Write down, unchanged, the entries from the first line through the line holding "Target: railing". Include no other line.

[Referring expression pointing data]
- Opening Delimiter -

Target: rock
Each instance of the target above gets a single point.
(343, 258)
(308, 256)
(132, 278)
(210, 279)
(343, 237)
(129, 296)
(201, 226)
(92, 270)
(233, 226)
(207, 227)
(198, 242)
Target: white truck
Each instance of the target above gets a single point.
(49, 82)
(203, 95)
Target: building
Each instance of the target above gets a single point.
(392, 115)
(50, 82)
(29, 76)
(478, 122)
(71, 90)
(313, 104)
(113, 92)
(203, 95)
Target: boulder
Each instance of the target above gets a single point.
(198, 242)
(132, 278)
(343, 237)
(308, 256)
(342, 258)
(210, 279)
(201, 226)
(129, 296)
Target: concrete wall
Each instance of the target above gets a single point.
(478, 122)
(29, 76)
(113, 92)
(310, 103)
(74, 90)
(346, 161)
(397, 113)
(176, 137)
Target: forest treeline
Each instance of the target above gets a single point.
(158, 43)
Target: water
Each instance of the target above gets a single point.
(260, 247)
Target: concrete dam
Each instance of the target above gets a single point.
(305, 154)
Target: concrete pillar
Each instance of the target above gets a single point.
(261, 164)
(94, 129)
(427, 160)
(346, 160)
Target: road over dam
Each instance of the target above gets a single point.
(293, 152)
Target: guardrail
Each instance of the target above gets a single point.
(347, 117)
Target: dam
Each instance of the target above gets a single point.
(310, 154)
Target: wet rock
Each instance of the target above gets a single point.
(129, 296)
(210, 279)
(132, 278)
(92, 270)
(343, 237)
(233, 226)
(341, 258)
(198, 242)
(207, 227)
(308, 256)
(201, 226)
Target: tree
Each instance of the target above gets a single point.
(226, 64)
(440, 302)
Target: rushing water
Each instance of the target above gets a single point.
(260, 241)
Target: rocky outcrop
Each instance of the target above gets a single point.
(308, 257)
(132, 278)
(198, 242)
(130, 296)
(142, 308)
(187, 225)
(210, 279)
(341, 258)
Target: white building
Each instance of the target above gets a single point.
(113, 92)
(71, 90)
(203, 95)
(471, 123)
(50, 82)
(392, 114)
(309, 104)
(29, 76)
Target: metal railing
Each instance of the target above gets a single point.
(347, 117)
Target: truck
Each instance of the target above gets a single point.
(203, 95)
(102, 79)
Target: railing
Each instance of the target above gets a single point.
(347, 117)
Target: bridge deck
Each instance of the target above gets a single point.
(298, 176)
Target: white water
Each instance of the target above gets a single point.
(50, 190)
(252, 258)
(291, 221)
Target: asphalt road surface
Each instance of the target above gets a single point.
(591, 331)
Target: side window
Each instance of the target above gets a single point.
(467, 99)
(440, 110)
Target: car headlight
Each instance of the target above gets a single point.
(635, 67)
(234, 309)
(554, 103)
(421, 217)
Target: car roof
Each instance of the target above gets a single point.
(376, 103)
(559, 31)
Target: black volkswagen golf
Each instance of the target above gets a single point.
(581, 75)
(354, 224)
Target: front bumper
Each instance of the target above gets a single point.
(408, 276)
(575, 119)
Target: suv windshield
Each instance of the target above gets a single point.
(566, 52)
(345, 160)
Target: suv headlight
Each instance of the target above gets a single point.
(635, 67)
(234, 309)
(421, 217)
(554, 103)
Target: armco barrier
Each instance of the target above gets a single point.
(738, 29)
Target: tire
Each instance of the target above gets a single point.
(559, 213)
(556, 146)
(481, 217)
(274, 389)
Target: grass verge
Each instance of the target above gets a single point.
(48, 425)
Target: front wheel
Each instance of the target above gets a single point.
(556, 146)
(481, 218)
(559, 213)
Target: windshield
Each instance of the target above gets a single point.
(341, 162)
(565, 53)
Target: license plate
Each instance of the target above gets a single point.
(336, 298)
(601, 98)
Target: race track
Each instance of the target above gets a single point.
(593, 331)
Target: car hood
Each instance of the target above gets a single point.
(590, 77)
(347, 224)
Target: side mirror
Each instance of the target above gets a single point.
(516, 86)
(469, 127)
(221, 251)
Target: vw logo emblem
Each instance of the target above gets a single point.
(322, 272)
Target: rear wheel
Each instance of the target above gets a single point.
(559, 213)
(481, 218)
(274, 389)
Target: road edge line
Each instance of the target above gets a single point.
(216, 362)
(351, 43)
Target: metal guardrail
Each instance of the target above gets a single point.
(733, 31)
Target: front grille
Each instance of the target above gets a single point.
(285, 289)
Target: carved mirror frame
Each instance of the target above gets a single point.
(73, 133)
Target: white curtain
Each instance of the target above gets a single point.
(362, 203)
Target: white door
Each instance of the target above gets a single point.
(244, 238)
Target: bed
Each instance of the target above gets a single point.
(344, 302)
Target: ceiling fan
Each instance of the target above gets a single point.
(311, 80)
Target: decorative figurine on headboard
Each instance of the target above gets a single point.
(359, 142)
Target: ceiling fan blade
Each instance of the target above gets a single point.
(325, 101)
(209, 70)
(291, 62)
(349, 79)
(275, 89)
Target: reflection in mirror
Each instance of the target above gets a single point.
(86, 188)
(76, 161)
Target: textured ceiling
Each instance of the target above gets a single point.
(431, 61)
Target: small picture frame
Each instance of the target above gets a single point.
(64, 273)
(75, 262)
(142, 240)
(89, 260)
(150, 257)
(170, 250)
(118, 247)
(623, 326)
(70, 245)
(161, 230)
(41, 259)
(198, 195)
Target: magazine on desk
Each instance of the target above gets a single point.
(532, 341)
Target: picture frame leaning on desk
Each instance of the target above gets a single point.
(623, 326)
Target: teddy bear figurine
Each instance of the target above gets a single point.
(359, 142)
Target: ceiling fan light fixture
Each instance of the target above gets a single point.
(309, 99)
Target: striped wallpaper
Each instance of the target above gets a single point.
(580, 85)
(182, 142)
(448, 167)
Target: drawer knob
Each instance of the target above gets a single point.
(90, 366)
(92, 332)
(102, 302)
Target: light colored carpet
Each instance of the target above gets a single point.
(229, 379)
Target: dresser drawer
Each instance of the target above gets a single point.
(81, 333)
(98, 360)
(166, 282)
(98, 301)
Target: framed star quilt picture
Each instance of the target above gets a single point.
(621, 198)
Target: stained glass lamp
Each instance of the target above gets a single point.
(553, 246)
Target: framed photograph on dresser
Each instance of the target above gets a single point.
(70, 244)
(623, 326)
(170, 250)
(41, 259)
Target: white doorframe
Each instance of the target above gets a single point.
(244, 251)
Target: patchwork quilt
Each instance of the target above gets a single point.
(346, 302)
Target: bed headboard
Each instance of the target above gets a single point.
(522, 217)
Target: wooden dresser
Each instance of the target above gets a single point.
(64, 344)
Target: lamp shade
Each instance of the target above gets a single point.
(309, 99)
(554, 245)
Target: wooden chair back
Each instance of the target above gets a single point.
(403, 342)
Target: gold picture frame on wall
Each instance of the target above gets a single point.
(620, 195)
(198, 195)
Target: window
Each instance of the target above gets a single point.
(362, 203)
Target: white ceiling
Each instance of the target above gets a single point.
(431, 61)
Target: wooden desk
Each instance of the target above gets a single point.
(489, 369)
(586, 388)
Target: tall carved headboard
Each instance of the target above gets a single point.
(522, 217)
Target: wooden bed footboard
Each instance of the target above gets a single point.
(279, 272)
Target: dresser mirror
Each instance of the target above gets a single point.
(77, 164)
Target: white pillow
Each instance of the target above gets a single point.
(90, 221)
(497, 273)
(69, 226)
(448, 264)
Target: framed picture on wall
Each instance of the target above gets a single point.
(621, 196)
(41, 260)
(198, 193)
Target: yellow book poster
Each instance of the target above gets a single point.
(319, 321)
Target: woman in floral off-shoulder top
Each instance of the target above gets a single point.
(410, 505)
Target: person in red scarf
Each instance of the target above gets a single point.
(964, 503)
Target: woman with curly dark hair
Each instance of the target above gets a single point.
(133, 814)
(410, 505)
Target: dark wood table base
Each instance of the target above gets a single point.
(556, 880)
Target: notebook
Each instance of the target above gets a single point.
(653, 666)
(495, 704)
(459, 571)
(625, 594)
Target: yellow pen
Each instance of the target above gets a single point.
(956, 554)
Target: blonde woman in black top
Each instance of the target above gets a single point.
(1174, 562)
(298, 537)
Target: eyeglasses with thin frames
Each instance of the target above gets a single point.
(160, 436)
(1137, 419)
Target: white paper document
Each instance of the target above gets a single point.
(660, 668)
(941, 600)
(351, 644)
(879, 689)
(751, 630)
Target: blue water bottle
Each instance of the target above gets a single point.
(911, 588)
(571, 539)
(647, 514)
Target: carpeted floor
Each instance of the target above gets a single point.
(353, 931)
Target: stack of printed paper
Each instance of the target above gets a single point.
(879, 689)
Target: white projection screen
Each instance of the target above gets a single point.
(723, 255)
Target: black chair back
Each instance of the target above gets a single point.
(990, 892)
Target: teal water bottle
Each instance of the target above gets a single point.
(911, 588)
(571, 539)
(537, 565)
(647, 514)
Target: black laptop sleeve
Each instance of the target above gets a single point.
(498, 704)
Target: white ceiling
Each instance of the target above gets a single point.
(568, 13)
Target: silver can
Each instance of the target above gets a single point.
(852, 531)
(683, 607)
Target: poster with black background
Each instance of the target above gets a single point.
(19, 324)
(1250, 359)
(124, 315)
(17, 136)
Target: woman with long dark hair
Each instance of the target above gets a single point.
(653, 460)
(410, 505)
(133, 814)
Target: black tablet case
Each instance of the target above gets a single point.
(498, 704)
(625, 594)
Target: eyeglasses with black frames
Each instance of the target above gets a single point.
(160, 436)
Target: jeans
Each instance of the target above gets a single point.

- Closing Delimiter -

* Your solution
Target: rock
Each instance of the target above gets a single point.
(343, 258)
(308, 256)
(132, 278)
(210, 279)
(343, 237)
(129, 296)
(201, 226)
(92, 270)
(233, 226)
(207, 227)
(198, 242)
Target: white truck
Each instance of the target above gets a single point.
(49, 82)
(203, 95)
Target: building
Each instance of the target above gets a single point.
(392, 115)
(50, 82)
(29, 76)
(478, 122)
(71, 90)
(313, 104)
(113, 92)
(203, 95)
Target: boulder
Each instance of the target above gets a single point.
(198, 242)
(132, 278)
(343, 237)
(308, 256)
(342, 258)
(210, 279)
(201, 226)
(129, 296)
Target: concrete wall
Each instance of the target above gets a single point.
(478, 122)
(29, 76)
(113, 92)
(310, 103)
(74, 90)
(346, 161)
(397, 113)
(176, 137)
Target: forest treeline
Each instance of the target above gets a single point.
(158, 43)
Target: water
Each instance of the target above gets a single point.
(260, 247)
Target: concrete dam
Each instance of the target above gets a single point.
(305, 154)
Target: concrete pillar
Each instance of the target above gets a single point.
(261, 164)
(94, 129)
(427, 160)
(346, 160)
Target: road over dam
Each instance of the target above gets a single point.
(293, 152)
Target: guardrail
Each instance of the target above gets a single point.
(347, 117)
Target: dam
Each instance of the target above gets a single point.
(310, 154)
Target: wet rock
Each instance of the target above gets a single point.
(129, 296)
(210, 279)
(132, 278)
(92, 270)
(343, 237)
(233, 226)
(341, 258)
(198, 242)
(207, 227)
(308, 256)
(201, 226)
Target: tree
Each instance of the target above gets a single point.
(226, 64)
(440, 302)
Target: rushing water
Each instance of the target above gets a single point.
(260, 241)
Target: rocky outcrop
Each instance of the target above gets a single point.
(308, 257)
(132, 278)
(198, 242)
(130, 296)
(142, 308)
(187, 225)
(210, 279)
(341, 258)
Target: white building
Each instance of the target above gets a single point.
(113, 92)
(71, 90)
(203, 95)
(471, 123)
(50, 82)
(392, 114)
(309, 104)
(29, 76)
Target: metal railing
Each instance of the target above gets a single point.
(347, 117)
Target: truck
Each instance of the target above gets a single point.
(203, 95)
(102, 79)
Target: railing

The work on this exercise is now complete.